[Start of section]

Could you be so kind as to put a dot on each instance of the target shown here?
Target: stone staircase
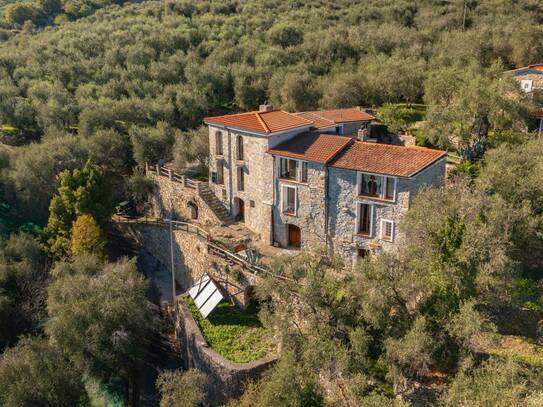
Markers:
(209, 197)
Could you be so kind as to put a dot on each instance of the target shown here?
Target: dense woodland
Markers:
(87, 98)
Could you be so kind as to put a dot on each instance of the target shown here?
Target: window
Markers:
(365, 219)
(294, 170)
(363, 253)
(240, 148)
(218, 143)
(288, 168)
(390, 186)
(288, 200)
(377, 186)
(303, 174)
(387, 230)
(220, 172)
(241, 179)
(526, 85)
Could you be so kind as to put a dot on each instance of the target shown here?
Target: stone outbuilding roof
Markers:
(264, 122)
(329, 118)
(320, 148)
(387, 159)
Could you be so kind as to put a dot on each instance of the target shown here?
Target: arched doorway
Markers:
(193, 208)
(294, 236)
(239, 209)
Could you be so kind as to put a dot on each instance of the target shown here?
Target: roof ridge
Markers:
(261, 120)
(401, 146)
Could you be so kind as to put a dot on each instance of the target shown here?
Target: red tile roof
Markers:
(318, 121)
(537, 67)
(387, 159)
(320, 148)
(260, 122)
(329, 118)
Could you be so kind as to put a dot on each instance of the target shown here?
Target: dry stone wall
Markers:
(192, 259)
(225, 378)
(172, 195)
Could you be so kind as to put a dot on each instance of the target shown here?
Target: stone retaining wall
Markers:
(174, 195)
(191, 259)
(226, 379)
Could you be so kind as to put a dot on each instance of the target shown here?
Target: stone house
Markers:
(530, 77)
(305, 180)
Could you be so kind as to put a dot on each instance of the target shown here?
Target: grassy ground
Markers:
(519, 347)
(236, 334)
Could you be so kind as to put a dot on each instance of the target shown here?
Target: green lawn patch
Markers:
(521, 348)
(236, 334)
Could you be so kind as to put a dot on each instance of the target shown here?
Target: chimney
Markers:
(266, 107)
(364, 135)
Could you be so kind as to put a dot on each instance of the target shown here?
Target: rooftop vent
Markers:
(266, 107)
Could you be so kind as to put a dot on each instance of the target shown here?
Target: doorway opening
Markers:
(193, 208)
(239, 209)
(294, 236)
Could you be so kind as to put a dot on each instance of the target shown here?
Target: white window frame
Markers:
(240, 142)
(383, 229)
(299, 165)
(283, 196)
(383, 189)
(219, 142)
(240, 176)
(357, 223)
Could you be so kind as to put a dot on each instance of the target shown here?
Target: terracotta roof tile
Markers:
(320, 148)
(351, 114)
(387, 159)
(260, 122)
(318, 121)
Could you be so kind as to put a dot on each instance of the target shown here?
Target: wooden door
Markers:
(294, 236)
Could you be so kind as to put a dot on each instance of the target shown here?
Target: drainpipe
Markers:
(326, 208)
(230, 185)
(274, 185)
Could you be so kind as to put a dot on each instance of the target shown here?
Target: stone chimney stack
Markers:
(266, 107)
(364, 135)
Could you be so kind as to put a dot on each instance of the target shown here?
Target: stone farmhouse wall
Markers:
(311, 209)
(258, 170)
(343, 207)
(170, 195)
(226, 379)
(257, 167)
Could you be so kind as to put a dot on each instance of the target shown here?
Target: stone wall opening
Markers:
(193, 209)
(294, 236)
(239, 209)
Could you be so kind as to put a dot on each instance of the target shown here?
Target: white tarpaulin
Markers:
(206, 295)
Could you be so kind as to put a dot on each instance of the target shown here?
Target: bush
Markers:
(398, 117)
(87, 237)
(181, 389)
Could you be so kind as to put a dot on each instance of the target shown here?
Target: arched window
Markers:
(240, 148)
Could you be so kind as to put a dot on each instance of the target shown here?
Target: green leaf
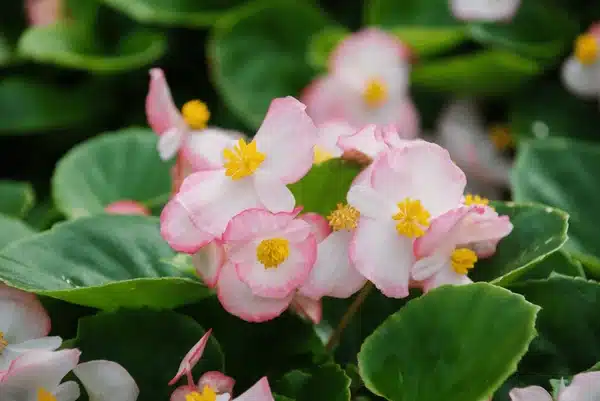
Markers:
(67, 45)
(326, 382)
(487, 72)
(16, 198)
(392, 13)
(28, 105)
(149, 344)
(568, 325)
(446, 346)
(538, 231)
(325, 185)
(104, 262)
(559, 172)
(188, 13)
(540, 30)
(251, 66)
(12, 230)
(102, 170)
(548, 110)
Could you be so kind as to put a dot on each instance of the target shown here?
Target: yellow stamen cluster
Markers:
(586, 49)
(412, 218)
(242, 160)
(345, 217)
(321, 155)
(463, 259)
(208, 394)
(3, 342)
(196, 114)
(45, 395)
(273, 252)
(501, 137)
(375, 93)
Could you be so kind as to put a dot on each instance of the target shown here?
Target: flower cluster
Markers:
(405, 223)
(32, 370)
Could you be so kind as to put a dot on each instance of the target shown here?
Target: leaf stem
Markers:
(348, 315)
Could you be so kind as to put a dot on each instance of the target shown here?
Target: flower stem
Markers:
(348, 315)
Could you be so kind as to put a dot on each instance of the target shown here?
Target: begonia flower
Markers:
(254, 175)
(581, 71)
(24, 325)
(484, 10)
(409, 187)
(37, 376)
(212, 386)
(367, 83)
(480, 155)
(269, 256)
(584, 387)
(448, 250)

[End of section]

Exactly reproduce each entry, but drop the pictures.

Could you be so kind as to put a dot on each instance of the target shown here?
Target: stone staircase
Markers:
(209, 197)
Could you be so kind as to put a dot on each instance of the target shown here?
Target: dense woodland
Markers:
(87, 98)
Could you be so kind as to put a dot on each instance of the target shown here?
Target: window
Markers:
(365, 219)
(294, 170)
(363, 253)
(240, 148)
(218, 143)
(288, 168)
(390, 186)
(288, 200)
(377, 186)
(303, 174)
(387, 230)
(220, 172)
(241, 179)
(526, 85)
Could you be so kind as to put a dot on each instance of the target shown here?
Target: stone outbuilding roof
Markers:
(264, 122)
(329, 118)
(320, 148)
(387, 159)
Could you be so kind as to put a dot on each instance of the target shown here?
Target: arched doorway
Markers:
(193, 208)
(294, 236)
(239, 209)
Could you be so kind as to put a dot on each instance of the target shown here?
Target: roof ridge
Markers:
(261, 120)
(401, 146)
Could you be so kind as to put a dot on each instance of the target shown here?
Target: red tile roof
Markers:
(318, 121)
(537, 67)
(387, 159)
(320, 148)
(260, 122)
(329, 118)
Could you be so kind as to put a dot on each instance of the target shown here?
Target: dry stone wall
Markers:
(192, 259)
(225, 378)
(172, 195)
Could you be so kind as to put a dot on each instance of the target shown here?
Target: stone retaining wall
Markers:
(174, 195)
(191, 259)
(226, 379)
Could you be so kind as to put a dot on each instance of the target shown here?
Target: stone house
Markers:
(530, 77)
(305, 180)
Could you be so kind as to put a dot on each instance of the target shown here?
Target: grassy ground
Markers:
(519, 347)
(236, 334)
Could you be so kind as to put a dot on each instance of the target shown here?
Target: green lawn patch
Markers:
(521, 348)
(236, 334)
Could you be so kind as to put a dot on each instance of the target shown here?
Target: chimney
Markers:
(266, 107)
(364, 135)
Could you be so kind as to put a dot on each instance of the target shown here?
Target: rooftop vent
Markers:
(266, 107)
Could you be so kind as to put a dot on each instance of the target shown here?
Target: doorway opening
Markers:
(193, 208)
(239, 209)
(294, 236)
Could you be so kind as to put a dot on each instance of the target shown here?
Target: white window frame
Markers:
(240, 142)
(383, 229)
(299, 165)
(283, 196)
(383, 189)
(219, 142)
(240, 176)
(357, 223)
Could you be so kind as to put a dot on each instance of the target shown here?
Target: terracotta roof tile
Markers:
(320, 148)
(351, 114)
(387, 159)
(260, 122)
(318, 121)
Could you be so kind as to put a dot on each instance of the target shown here?
Target: wooden door
Markers:
(294, 236)
Could you be so kind as to put a dot on each instance of the target shown here?
Target: drainpipe
Markers:
(326, 208)
(230, 185)
(274, 185)
Could you be so kind as to put a dot on each instance of the target shown here?
Target: stone chimney stack
Markers:
(266, 107)
(364, 135)
Could you be so kind as to put a dot on each instance of the target shown here?
Target: stone farmhouse wall
Markers:
(311, 209)
(258, 170)
(343, 207)
(170, 195)
(226, 379)
(257, 167)
Could you be so kind as to put a dot on each instance of the target shown here?
Target: stone wall opening
Markers:
(193, 209)
(294, 236)
(239, 209)
Could you be so kind as to put a dot on each instance of the target shown here?
Target: white tarpaulin
Markers:
(206, 295)
Could you be so kind as to put a dot on each instance of the target shown here?
Target: bush
Markers:
(398, 117)
(87, 237)
(181, 389)
Could you be so kind as to put a dot on each instance of the target shown here?
Target: arched window
Markers:
(240, 148)
Could you be so kind as to put a dot on each instance of the target shown here?
Target: green leaf
Markers:
(67, 45)
(326, 382)
(487, 72)
(16, 198)
(392, 13)
(28, 105)
(149, 344)
(568, 325)
(446, 346)
(538, 231)
(325, 185)
(104, 262)
(559, 172)
(188, 13)
(540, 30)
(251, 66)
(12, 230)
(102, 170)
(548, 110)
Could you be so kind as to put a dot on each instance of the target shown here?
Target: yellow stamen cluster
Markers:
(586, 49)
(412, 218)
(242, 160)
(345, 217)
(321, 155)
(463, 259)
(208, 394)
(3, 342)
(196, 114)
(45, 395)
(273, 252)
(501, 137)
(375, 93)
Could you be so kind as to put a dot on each instance of the target shown here?
Target: flower cluster
Markers:
(405, 223)
(32, 370)
Could you be so kind as to put a dot on each instance of the target shown here?
Target: leaf stem
Markers:
(348, 315)
Could you be so kind as to put a dot on each instance of the target shown here?
Target: flower stem
Markers:
(348, 315)
Could you be so kind as to put a dot on each instance of the target shown here?
Target: begonia flower
Markers:
(254, 175)
(581, 71)
(24, 325)
(484, 10)
(409, 187)
(37, 376)
(212, 386)
(367, 83)
(480, 155)
(269, 256)
(584, 387)
(448, 250)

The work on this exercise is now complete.